> _EXERCISE AIM_
An exact reprint of all the records is the expected answer.

════

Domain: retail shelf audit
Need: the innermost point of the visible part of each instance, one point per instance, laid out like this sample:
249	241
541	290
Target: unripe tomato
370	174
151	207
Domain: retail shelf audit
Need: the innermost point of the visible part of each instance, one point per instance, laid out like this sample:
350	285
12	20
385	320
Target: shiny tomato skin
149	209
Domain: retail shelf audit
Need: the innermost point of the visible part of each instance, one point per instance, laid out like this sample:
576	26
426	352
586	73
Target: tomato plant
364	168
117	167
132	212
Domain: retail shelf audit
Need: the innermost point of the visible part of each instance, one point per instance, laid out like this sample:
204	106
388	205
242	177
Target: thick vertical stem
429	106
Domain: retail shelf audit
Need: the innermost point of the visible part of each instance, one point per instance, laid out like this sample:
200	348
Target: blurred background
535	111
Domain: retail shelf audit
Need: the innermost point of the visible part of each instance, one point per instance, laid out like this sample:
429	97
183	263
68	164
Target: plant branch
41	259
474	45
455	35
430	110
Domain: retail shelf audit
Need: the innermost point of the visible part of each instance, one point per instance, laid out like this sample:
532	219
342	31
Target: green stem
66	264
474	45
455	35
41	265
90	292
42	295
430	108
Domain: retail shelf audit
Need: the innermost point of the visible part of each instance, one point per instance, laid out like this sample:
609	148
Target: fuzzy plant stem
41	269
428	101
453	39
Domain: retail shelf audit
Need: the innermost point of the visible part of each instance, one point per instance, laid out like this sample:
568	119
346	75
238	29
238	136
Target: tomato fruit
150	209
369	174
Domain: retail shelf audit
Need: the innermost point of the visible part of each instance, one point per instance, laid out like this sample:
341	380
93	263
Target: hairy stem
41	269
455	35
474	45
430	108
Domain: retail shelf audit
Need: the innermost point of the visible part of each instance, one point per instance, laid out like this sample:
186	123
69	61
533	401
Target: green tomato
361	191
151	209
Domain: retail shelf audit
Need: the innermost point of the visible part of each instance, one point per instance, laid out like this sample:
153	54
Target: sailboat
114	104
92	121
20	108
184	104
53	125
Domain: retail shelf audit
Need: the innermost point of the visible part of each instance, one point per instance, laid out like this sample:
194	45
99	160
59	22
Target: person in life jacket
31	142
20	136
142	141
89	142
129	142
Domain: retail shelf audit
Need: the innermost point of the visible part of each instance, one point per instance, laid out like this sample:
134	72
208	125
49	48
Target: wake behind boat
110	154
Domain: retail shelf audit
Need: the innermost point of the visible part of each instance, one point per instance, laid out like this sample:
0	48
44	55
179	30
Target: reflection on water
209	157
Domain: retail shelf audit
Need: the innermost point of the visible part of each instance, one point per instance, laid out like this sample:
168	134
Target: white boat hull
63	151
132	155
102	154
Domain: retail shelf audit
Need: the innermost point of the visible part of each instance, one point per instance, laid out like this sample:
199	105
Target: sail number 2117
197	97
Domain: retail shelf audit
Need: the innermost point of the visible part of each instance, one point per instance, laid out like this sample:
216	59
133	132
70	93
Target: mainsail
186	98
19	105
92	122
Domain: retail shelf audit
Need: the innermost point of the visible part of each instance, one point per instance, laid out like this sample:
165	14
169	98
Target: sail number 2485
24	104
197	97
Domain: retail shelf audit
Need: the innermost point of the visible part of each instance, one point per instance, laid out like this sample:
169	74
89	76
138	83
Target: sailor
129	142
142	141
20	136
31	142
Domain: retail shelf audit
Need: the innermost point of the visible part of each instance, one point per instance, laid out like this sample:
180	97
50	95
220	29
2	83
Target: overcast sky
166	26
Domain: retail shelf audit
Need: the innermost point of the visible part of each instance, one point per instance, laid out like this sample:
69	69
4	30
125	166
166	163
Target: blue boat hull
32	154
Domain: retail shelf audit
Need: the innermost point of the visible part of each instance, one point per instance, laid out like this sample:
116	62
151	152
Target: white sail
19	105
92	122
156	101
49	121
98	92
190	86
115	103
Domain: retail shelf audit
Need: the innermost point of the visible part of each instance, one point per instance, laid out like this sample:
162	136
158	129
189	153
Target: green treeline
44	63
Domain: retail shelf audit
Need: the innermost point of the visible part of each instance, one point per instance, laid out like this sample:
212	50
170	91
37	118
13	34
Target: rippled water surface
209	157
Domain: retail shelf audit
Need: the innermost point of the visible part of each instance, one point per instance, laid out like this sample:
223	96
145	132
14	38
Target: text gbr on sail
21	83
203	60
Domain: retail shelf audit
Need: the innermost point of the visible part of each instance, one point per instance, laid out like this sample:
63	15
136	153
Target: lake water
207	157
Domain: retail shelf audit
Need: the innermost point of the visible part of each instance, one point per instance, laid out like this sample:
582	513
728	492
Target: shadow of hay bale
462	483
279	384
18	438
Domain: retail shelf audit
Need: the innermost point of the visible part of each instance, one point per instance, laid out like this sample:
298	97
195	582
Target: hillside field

════

> _ANSWER TO THIS TASK_
Domain: retail shelf audit
Need: the innermost point of the visible part of each instance, one point per instance, laid out like this sample:
249	241
541	290
Target: unripe tomato
370	174
151	207
Domain: retail shelf audit
Need: the innermost point of the visible part of each instance, one point per instance, laid out like this sample:
350	285
12	20
385	320
Target: shiny tomato skin
149	209
Domain: retail shelf audit
Need: the innermost point of the visible part of each instance, one point per instance, laid out like this sample:
576	26
426	352
586	73
Target: tomato plant
364	168
117	167
132	212
Domain: retail shelf audit
Need: the innermost point of the visible part of each instance, one point per instance, laid out like this sample:
204	106
388	205
242	177
Target: thick vertical stem
429	106
Domain: retail shelf audit
Need: the innermost point of the visible part of each instance, one point per instance, laid out like this sample:
200	348
Target: blurred background
535	111
Domain: retail shelf audit
Need: the innermost point of the visible part of each instance, one point per instance, laid out like this sample:
429	97
183	263
68	164
Target: plant branch
41	259
474	45
455	35
430	110
Domain: retail shelf audit
Need: the innermost point of the visible part of each instance, one point per instance, laid out like this sample:
532	219
342	31
Target: green stem
66	264
474	45
455	35
41	265
90	292
42	295
430	108
Domain: retail shelf audit
Need: the innermost point of the visible part of each instance, one point per instance, laid out like this sample:
609	148
Target: fuzzy plant stem
41	269
428	101
453	39
Domain: retail shelf audit
Need: the innermost point of the visible part of each instance, one point per instance, laid out like this sample:
568	119
346	75
238	29
238	136
Target: tomato fruit
150	209
369	174
Domain: retail shelf audit
Need: the innermost point of the visible part of each instance, one point per instance, laid out like this sample:
341	380
93	263
Target: hairy stem
41	269
455	35
474	45
430	108
Domain: retail shelf audit
Need: the innermost point of the visible part of each instance, one point per instance, laid out like this sample:
186	123
69	61
533	401
Target: green tomato
361	191
151	209
Domain: retail shelf audit
Need: the innermost point of the visible part of each instance, one point per instance, laid out like this sample:
153	54
Target: sailboat
114	104
92	121
20	108
184	104
53	125
Domain: retail shelf audit
Need: the innermost point of the visible part of each instance, one point per instance, laid out like this sample:
194	45
99	160
59	22
Target: person in life jacket
31	142
20	136
142	141
89	142
129	142
Domain: retail shelf audit
Need: the innermost point of the visible part of each instance, one point per instance, laid out like this sample:
134	72
208	125
49	48
Target: wake behind boat
110	154
Domain: retail shelf audit
Need: the innermost point of the visible part of each instance, one point per instance, laid out like this sample:
0	48
44	55
179	30
Target: reflection on water
209	157
Domain: retail shelf audit
Need: the innermost point of the visible part of each instance, one point per instance, laid out like this sample:
168	134
Target: white boat hull
63	151
132	155
102	154
Domain: retail shelf audit
Need: the innermost point of the visible part of each instance, one point per instance, laid out like this sample:
199	105
Target: sail number 2117
197	97
Domain: retail shelf audit
Need: the innermost point of the visible part of each instance, one point per instance, laid out like this sample:
216	59
133	132
70	93
Target: mainsail
186	98
19	105
92	122
Domain: retail shelf audit
Need: the innermost point of the visible part of each instance, one point per instance, laid out like this sample:
165	14
169	98
Target: sail number 2485
24	104
197	97
Domain: retail shelf audit
Need: the innermost point of the visible part of each instance, one point per instance, laid out like this sample:
169	74
89	76
138	83
Target: sailor
129	142
142	141
20	136
31	142
Domain: retail shelf audit
Need: the innermost point of the visible part of each instance, one point per instance, laid out like this sample:
180	97
50	95
220	29
2	83
Target: overcast sky
166	26
Domain: retail shelf audit
Need: the innermost point of the visible part of each instance, one point per instance, laid out like this sample:
69	69
4	30
125	166
166	163
Target: blue boat hull
32	154
Domain: retail shelf audit
Need: the innermost point of the visible part of each instance, one point per instance, laid out like this sample:
116	62
151	152
Target: white sail
19	105
92	122
156	101
49	121
98	92
190	86
115	103
Domain: retail shelf audit
Need: the innermost point of the visible part of each instance, one point per instance, laid out like this sample:
162	136
158	129
189	153
Target: green treeline
44	63
Domain: retail shelf audit
Need: the innermost point of the visible part of each instance, one point per instance, laid out like this sample:
212	50
170	91
37	118
13	34
Target: rippled water surface
209	157
Domain: retail shelf audit
Need: the innermost point of the visible part of each instance, one point per instance, laid out like this sample:
223	96
145	132
14	38
Target: text gbr on sail
21	83
203	60
Domain: retail shelf audit
Need: the innermost point of the visible part of each instance, one point per instance, laid out like this sample:
63	15
136	153
Target: lake water
207	157
Domain: retail shelf audit
Need: the innermost point of the visible part of each instance, one point per instance, laid out like this sample:
582	513
728	492
Target: shadow of hay bale
462	483
279	384
18	438
Domain: retail shelf audit
Need: the innermost point of the visible part of each instance, one point per instance, laid out like this sample:
298	97
195	582
Target: hillside field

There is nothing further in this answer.